• **GIVEN TEXT**
════════════════

I have a number of articles on diversity (my favorite topic) to share today:
Diversity Offices Aren’t What They Used to Be: Ronald Taylor, a sociologist who became a top diversity officer at the University of Connecticut, had built one of the broadest campus-diversity offices in the country by 2008. UConn’s Office of Multicultural and International Affairs, a part of the provost’s office, was responsible not only for cultural centers, ethnic-studies departments, and the equal-opportunity office, but also for several international units that typically aren’t included under diversity programs. Among those were the European-studies department, other area-studies programs, and the study-abroad office.
Then Mr. Taylor retired from his position as senior vice provost; a new university president came on board; and the diversity office was largely dismantled. Damon A. Williams, co-author of a new book about the structure of the large diversity offices that have sprung up in academe in the past decade, recounts the UConn tale to illustrate how vulnerable those offices remain, even as more and more colleges create them.<Read more.>
How Colleges Measure the Return on Diversity: One would think the booming diversity industry in academe might lead to a surge in demand for consultants, to help colleges design strategies and deliver programming.

════════════════

• **MATERIAL**
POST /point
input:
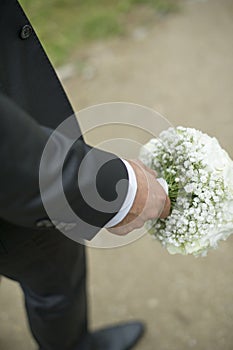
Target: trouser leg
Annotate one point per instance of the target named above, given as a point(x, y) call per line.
point(51, 270)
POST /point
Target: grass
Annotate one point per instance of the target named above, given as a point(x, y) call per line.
point(63, 25)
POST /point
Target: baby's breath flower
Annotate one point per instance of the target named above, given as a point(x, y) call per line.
point(199, 174)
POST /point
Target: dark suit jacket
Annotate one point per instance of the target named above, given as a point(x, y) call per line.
point(32, 104)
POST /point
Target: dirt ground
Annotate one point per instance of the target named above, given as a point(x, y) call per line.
point(183, 67)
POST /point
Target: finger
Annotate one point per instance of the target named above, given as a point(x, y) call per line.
point(166, 209)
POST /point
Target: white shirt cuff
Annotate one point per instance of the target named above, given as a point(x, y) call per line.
point(132, 189)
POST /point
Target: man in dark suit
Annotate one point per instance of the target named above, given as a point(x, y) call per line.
point(49, 266)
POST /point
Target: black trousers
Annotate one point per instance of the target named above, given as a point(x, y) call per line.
point(51, 270)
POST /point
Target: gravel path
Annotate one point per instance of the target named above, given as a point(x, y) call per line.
point(183, 67)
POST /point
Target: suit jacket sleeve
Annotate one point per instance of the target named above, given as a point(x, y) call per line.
point(84, 171)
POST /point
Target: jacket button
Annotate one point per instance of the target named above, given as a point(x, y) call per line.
point(26, 31)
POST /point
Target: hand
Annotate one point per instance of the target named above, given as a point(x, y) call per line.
point(150, 202)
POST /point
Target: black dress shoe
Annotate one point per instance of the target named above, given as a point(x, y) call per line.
point(120, 337)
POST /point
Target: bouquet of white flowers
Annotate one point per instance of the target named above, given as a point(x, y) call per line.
point(199, 174)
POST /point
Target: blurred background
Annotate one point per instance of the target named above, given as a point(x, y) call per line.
point(176, 57)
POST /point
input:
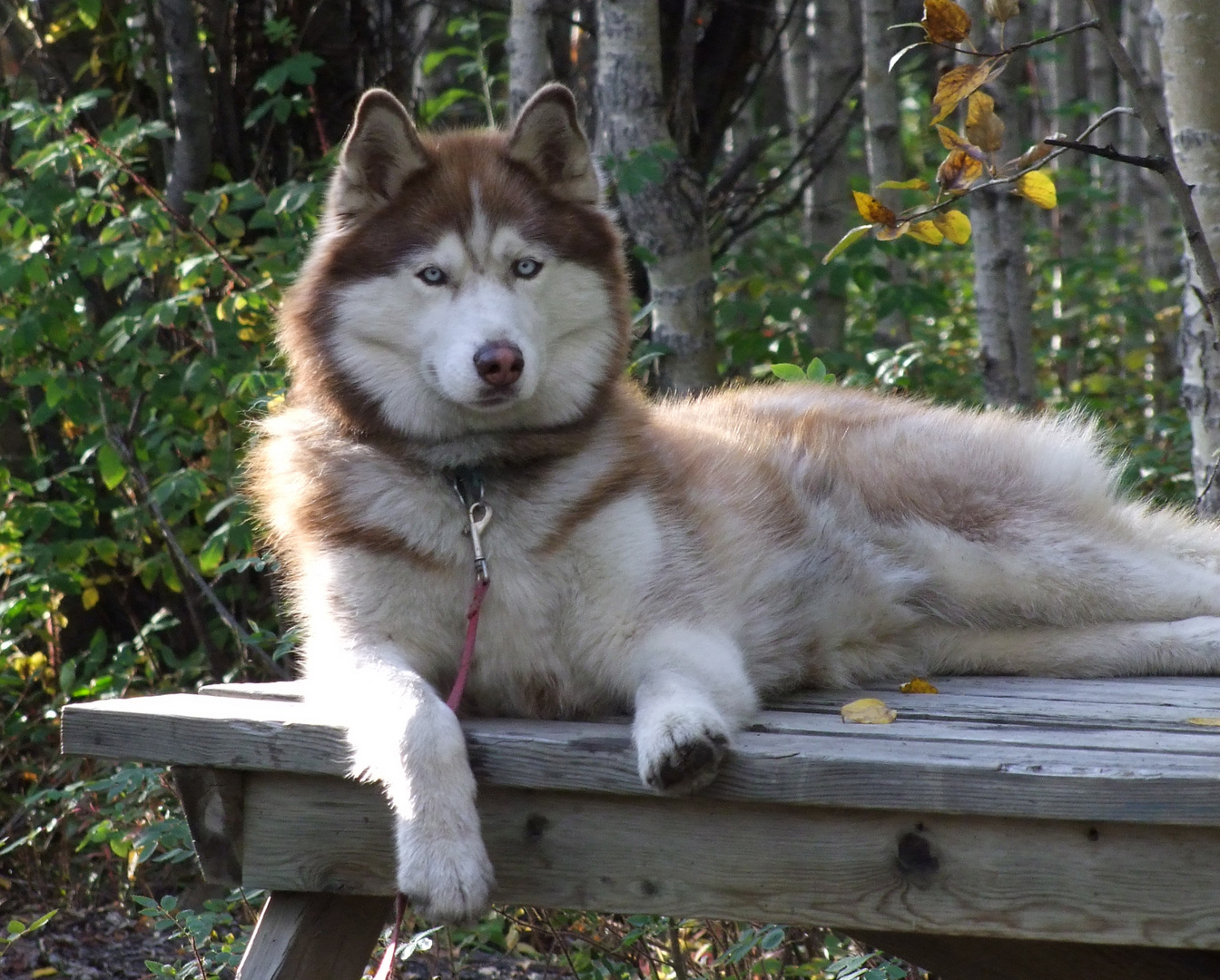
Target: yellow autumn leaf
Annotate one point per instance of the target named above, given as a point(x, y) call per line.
point(1002, 10)
point(958, 83)
point(868, 710)
point(983, 127)
point(958, 172)
point(915, 183)
point(926, 231)
point(944, 22)
point(872, 210)
point(847, 241)
point(892, 231)
point(954, 224)
point(1038, 188)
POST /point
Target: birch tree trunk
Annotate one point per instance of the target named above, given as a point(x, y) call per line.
point(837, 56)
point(191, 99)
point(882, 142)
point(667, 217)
point(1190, 50)
point(794, 60)
point(528, 52)
point(1002, 288)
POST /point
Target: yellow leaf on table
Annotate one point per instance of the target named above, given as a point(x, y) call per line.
point(926, 231)
point(868, 710)
point(1038, 188)
point(872, 210)
point(958, 173)
point(958, 83)
point(954, 224)
point(944, 22)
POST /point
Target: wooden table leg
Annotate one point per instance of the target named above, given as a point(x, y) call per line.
point(976, 958)
point(312, 936)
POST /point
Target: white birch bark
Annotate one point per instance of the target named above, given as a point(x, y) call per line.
point(1190, 49)
point(666, 217)
point(529, 66)
point(191, 99)
point(836, 55)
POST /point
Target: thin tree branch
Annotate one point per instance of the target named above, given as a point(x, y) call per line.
point(1108, 152)
point(123, 449)
point(1022, 45)
point(1156, 127)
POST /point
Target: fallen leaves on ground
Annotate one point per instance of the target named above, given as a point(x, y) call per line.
point(868, 710)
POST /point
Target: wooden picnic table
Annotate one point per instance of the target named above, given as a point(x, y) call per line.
point(1004, 829)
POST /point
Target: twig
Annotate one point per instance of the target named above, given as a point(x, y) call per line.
point(152, 191)
point(123, 447)
point(1022, 45)
point(1148, 162)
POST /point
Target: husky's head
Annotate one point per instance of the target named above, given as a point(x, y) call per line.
point(461, 284)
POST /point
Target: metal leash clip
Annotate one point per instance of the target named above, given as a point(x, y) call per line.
point(479, 517)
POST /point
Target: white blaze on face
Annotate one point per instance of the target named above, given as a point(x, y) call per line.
point(410, 339)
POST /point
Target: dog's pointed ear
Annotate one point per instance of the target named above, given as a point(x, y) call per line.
point(381, 152)
point(549, 142)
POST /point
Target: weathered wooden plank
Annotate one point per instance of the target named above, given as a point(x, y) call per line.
point(1013, 710)
point(851, 869)
point(212, 802)
point(969, 958)
point(314, 937)
point(847, 768)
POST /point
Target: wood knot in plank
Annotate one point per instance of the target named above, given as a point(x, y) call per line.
point(917, 862)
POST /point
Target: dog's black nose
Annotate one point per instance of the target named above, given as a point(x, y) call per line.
point(499, 363)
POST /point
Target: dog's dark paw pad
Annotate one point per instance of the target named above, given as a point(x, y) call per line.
point(690, 766)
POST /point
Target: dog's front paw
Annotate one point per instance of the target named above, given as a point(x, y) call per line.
point(446, 877)
point(680, 755)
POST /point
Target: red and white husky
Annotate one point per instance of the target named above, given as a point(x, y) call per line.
point(465, 311)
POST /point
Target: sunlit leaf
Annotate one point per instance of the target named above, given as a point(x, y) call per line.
point(958, 173)
point(944, 22)
point(951, 141)
point(872, 210)
point(915, 183)
point(1038, 188)
point(959, 83)
point(926, 231)
point(954, 224)
point(868, 710)
point(847, 241)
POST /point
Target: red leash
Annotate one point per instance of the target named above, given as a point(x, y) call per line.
point(479, 517)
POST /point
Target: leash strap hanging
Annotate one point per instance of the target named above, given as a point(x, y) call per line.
point(468, 486)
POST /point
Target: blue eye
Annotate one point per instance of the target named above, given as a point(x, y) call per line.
point(526, 269)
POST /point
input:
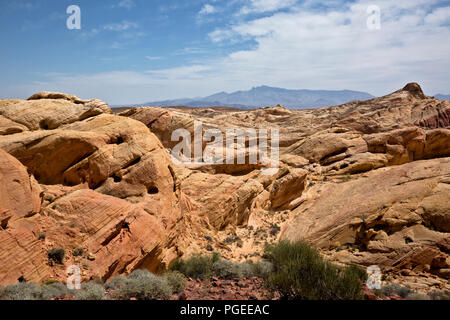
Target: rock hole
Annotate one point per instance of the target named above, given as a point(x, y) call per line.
point(152, 190)
point(119, 140)
point(43, 124)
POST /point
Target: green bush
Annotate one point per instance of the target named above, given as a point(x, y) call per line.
point(116, 283)
point(54, 290)
point(22, 291)
point(226, 270)
point(395, 288)
point(417, 296)
point(90, 291)
point(440, 295)
point(78, 252)
point(196, 267)
point(57, 255)
point(143, 285)
point(299, 272)
point(176, 280)
point(262, 268)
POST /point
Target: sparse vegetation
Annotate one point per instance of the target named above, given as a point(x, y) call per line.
point(299, 272)
point(397, 289)
point(90, 291)
point(57, 255)
point(78, 252)
point(176, 280)
point(143, 285)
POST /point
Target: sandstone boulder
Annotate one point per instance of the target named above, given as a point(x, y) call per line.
point(20, 195)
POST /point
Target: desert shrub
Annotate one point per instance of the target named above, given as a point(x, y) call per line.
point(176, 280)
point(417, 296)
point(395, 288)
point(57, 255)
point(299, 272)
point(143, 285)
point(78, 252)
point(54, 290)
point(90, 291)
point(262, 268)
point(21, 291)
point(197, 267)
point(116, 283)
point(439, 295)
point(226, 269)
point(246, 270)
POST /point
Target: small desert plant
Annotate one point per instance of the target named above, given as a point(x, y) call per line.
point(262, 268)
point(57, 255)
point(226, 270)
point(143, 285)
point(299, 272)
point(417, 296)
point(246, 270)
point(395, 288)
point(176, 280)
point(54, 290)
point(116, 283)
point(439, 295)
point(90, 291)
point(21, 291)
point(197, 267)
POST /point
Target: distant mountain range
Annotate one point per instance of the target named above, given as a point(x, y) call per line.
point(268, 96)
point(442, 96)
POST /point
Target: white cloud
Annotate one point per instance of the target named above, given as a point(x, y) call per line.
point(151, 58)
point(260, 6)
point(121, 26)
point(127, 4)
point(439, 16)
point(208, 9)
point(300, 48)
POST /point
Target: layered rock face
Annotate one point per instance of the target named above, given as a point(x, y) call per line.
point(81, 179)
point(366, 182)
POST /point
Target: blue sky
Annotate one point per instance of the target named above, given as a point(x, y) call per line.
point(132, 51)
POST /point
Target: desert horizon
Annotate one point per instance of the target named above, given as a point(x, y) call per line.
point(309, 160)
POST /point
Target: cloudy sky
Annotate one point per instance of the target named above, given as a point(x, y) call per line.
point(133, 51)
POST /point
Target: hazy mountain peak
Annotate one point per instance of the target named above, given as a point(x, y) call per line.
point(263, 96)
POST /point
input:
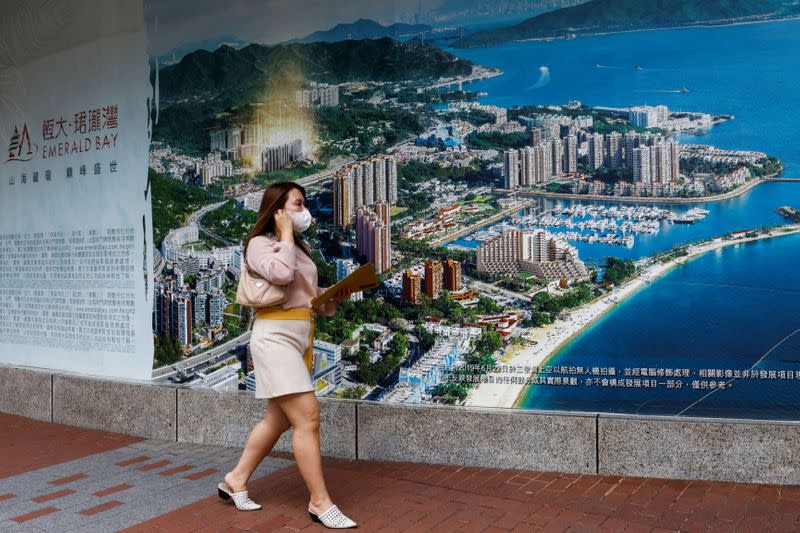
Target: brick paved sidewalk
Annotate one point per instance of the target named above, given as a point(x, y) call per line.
point(61, 478)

════════════════

• **STATED GOAL**
According to the text on diversity offices, why does Damon A. Williams tell the story of what happened at UConn? Answer in one to three sentences.

• **PROBLEM SOLUTION**
He tells it to show how vulnerable large campus diversity offices remain, even as more and more colleges create them. At UConn, one of the broadest diversity offices in the country was largely dismantled after Ronald Taylor retired and a new university president came on board.